:: Brano citato
La realpolitik del Papa  riservata al Dalai Lama

“Pechino val bene una marcia”. Il Dalai Lama non sarà tra i quattrocento leader religiosi, mufti e imam islamici compresi, che avranno l’onore di partecipare il prossimo 9 ottobre alla “Marcia della pace” da Perugia ad Assisi. Questioni di realpolitik tra Cina e Vaticano che Papa Bergoglio, con buona pace di tanti discorsi barricaderi e terzomondisti, non ha ritenuto di sacrificare per ragioni di principio.
::::
:: Voci elencate
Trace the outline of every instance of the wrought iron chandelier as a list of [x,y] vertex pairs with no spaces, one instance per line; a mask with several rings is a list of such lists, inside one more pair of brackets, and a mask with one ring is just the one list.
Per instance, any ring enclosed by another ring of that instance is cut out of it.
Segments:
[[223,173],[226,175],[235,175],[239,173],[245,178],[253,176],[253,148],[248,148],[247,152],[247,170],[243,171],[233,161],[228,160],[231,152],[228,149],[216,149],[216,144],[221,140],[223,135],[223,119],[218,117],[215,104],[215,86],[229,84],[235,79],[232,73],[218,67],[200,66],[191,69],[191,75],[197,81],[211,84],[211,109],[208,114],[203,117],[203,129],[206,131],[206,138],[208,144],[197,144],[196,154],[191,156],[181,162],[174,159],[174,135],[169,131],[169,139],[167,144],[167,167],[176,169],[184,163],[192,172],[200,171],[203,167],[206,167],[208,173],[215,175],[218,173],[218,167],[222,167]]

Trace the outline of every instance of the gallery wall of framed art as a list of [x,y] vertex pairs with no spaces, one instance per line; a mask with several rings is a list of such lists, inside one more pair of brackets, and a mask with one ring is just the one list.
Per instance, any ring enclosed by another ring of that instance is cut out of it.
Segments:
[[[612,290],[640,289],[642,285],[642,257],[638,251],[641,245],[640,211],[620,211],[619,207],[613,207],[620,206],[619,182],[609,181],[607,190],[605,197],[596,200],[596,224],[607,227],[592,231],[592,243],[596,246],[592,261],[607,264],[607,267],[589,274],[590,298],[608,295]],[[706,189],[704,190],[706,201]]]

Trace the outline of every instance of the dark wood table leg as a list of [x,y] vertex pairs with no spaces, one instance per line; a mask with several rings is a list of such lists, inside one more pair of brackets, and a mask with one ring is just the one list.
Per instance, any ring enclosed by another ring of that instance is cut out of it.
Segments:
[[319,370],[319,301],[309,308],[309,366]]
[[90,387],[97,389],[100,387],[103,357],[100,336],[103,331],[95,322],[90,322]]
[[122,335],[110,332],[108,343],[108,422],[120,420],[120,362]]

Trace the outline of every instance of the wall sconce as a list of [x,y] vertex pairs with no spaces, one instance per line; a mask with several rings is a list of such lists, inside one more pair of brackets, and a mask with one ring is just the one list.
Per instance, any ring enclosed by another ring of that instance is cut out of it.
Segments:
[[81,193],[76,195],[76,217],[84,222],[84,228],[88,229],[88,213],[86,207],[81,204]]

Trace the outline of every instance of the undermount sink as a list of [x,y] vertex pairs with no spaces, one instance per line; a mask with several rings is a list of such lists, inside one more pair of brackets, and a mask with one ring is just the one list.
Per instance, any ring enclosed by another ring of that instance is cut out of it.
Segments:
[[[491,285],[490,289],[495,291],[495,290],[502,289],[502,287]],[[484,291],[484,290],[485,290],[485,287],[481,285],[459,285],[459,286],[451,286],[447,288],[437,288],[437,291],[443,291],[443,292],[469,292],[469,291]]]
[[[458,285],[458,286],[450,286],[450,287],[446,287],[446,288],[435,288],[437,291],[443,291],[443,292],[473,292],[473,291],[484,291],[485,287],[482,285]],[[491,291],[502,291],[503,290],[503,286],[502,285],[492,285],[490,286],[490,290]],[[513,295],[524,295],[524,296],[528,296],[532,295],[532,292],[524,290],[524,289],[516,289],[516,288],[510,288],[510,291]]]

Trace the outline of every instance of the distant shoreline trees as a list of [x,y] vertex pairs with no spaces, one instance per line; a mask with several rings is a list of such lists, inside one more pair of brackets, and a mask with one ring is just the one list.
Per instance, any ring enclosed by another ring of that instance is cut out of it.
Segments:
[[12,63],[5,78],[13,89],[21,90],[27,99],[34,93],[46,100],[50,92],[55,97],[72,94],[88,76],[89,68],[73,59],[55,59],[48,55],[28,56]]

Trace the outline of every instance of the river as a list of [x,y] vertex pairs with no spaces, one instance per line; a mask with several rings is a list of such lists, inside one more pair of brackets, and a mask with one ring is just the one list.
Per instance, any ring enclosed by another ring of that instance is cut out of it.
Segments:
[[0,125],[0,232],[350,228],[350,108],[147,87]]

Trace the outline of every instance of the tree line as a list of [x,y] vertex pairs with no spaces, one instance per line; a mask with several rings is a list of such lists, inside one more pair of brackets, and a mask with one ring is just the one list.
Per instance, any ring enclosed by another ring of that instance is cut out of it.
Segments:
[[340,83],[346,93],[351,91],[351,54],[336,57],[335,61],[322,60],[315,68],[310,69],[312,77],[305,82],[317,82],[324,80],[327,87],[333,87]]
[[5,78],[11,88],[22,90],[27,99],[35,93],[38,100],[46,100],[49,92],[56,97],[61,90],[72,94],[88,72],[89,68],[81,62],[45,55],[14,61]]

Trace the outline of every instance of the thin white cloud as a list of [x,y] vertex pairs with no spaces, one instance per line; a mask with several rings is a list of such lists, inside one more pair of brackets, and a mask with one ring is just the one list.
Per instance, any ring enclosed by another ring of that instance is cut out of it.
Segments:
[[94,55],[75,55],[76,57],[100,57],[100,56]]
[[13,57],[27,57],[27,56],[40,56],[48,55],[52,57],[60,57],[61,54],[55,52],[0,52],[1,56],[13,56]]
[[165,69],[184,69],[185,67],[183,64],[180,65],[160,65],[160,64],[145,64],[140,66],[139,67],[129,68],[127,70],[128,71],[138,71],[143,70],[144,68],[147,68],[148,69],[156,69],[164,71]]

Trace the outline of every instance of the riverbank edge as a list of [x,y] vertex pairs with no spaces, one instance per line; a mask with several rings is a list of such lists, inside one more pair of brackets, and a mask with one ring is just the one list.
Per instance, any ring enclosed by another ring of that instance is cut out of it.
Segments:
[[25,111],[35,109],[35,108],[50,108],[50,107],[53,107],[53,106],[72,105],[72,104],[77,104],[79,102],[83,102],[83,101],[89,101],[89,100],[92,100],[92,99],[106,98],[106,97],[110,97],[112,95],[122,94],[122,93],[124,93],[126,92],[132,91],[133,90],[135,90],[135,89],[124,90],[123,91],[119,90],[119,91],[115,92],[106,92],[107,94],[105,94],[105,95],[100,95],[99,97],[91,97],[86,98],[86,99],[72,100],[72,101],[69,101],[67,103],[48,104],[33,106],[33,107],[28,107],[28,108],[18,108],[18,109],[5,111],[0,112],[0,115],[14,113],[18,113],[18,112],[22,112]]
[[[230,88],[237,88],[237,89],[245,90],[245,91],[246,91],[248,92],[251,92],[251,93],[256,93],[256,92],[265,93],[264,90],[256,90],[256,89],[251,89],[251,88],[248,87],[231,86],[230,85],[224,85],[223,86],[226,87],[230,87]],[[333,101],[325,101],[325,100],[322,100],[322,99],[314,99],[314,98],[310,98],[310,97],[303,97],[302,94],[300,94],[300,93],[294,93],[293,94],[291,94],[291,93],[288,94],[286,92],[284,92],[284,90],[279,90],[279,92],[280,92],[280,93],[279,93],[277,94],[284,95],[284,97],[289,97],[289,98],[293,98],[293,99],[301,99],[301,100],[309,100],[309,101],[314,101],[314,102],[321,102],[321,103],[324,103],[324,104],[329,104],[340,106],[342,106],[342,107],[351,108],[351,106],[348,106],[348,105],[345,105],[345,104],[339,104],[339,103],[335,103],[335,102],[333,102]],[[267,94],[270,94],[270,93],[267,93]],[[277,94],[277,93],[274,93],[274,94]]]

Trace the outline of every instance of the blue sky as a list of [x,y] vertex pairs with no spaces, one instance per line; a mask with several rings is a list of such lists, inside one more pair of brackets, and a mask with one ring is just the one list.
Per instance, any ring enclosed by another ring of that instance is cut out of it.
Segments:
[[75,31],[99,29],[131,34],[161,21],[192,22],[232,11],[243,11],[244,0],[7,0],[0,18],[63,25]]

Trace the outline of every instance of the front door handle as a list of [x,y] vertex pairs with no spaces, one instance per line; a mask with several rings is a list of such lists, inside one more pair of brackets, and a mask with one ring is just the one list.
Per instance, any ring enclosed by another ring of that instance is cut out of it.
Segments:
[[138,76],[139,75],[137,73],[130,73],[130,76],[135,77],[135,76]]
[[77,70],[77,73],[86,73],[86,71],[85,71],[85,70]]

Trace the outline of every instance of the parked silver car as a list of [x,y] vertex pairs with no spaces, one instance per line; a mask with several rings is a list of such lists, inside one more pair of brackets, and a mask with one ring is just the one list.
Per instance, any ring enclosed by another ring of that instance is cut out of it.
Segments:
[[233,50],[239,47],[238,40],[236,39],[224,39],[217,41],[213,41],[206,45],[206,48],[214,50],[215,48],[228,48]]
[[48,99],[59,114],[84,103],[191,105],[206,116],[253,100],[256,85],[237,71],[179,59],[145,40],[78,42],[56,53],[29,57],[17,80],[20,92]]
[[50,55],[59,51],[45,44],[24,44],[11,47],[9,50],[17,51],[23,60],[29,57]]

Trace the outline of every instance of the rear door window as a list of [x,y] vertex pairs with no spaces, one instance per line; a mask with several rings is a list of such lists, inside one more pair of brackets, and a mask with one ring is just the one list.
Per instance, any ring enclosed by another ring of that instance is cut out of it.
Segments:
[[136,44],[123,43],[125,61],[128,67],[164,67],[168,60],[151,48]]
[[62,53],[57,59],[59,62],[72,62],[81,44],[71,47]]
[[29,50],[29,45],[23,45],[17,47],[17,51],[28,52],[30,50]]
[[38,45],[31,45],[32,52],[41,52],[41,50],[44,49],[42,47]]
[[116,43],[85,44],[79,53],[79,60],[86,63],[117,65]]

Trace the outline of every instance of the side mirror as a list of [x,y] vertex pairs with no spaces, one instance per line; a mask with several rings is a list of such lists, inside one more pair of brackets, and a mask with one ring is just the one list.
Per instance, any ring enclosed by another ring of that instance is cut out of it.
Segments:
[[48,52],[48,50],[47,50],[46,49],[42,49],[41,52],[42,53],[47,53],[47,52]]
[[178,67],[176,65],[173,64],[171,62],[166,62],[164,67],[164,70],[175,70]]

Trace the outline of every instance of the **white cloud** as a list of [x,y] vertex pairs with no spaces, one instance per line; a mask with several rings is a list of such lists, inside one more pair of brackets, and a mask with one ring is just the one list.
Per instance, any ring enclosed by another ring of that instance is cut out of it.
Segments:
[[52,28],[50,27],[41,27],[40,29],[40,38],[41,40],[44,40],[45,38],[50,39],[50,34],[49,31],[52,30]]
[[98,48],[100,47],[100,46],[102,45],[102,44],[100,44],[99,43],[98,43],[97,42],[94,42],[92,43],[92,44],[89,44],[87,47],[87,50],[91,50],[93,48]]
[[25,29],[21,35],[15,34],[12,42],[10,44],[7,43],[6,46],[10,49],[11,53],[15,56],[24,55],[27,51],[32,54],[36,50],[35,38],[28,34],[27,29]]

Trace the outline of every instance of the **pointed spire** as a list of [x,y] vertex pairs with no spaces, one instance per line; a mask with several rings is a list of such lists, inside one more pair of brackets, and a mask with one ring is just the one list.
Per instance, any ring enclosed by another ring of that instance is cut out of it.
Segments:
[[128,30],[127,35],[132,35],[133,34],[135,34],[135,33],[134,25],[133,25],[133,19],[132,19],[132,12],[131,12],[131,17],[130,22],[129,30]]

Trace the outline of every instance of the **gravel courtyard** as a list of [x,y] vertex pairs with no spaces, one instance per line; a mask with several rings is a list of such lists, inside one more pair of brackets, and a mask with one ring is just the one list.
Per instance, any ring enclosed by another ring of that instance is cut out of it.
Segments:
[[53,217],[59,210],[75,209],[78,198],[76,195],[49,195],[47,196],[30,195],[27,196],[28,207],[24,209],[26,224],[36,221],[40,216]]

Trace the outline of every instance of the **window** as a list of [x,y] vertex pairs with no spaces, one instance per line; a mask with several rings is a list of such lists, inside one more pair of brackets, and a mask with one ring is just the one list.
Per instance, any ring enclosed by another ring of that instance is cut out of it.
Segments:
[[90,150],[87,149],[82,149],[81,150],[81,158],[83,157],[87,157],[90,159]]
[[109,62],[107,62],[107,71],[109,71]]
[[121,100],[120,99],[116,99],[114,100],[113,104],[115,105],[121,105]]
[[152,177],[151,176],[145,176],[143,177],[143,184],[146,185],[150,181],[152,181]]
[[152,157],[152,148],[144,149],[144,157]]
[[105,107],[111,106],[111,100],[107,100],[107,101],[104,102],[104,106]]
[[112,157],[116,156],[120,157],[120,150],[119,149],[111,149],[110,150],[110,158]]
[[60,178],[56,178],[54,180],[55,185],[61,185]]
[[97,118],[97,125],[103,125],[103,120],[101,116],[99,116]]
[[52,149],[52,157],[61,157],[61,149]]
::::
## Compito 1
Rispondi a queste domande sull'articolo sul Papa e il Dalai Lama:
(a) Quanti leader religiosi parteciperanno alla "Marcia della pace"?
(b) In che giorno si terrà la marcia?
(c) Da dove a dove si svolgerà?
## Compito 2
Copia dall'articolo sul Papa e il Dalai Lama il tratto da "La realpolitik del" a "ragioni di principio.".
## Compito 3
Continua l'articolo sul Papa e il Dalai Lama partendo dopo l'ultima frase riportata.

## Risultato 1
(a) Quattrocento.
(b) Il 9 ottobre.
(c) Da Perugia ad Assisi.

## Risultato 2
La realpolitik del Papa  riservata al Dalai Lama

“Pechino val bene una marcia”. Il Dalai Lama non sarà tra i quattrocento leader religiosi, mufti e imam islamici compresi, che avranno l’onore di partecipare il prossimo 9 ottobre alla “Marcia della pace” da Perugia ad Assisi. Questioni di realpolitik tra Cina e Vaticano che Papa Bergoglio, con buona pace di tanti discorsi barricaderi e terzomondisti, non ha ritenuto di sacrificare per ragioni di principio.

## Risultato 3
Come ricevere il massimo leader dei buddisti tibetani viventi. In esilio dal 1949, cioè da quando la Cina si è di fatto impossessata del Tibet. A dare il ferale annuncio qualche giorno fa in un’intervista ad “Asia news” è stato lo stesso segretario personale del Dalai Lama, Tenzin Talkha, con una nota ufficiale da Bruxelles, dove si trovava in missione per conto del leader spirituale buddista. Silenzio assordante anche dai buonisti della Comunità di Sant’Egidio che organizzano insieme ad altre associazioni la “Perugia-Assisi” fin dal lontano 1986, quando Papa Giovanni Paolo II volle rilanciare questa iniziativa di pace. Da allora i leader di tutte le religioni si ritrovano nella prima settimana di ottobre a pregare insieme per la pace nel mondo e contro i signori della guerra ed i “mercanti di armi”, che proprio Papa Francesco demonizza a giorni alterni dipingendoli come la causa di ogni male del mondo. A cominciare dal “terrorismo internazionale”. Visto che lui l’aggettivo “islamico” non lo pronunzia neanche per sbaglio. Specie se associato al sostantivo terrorismo.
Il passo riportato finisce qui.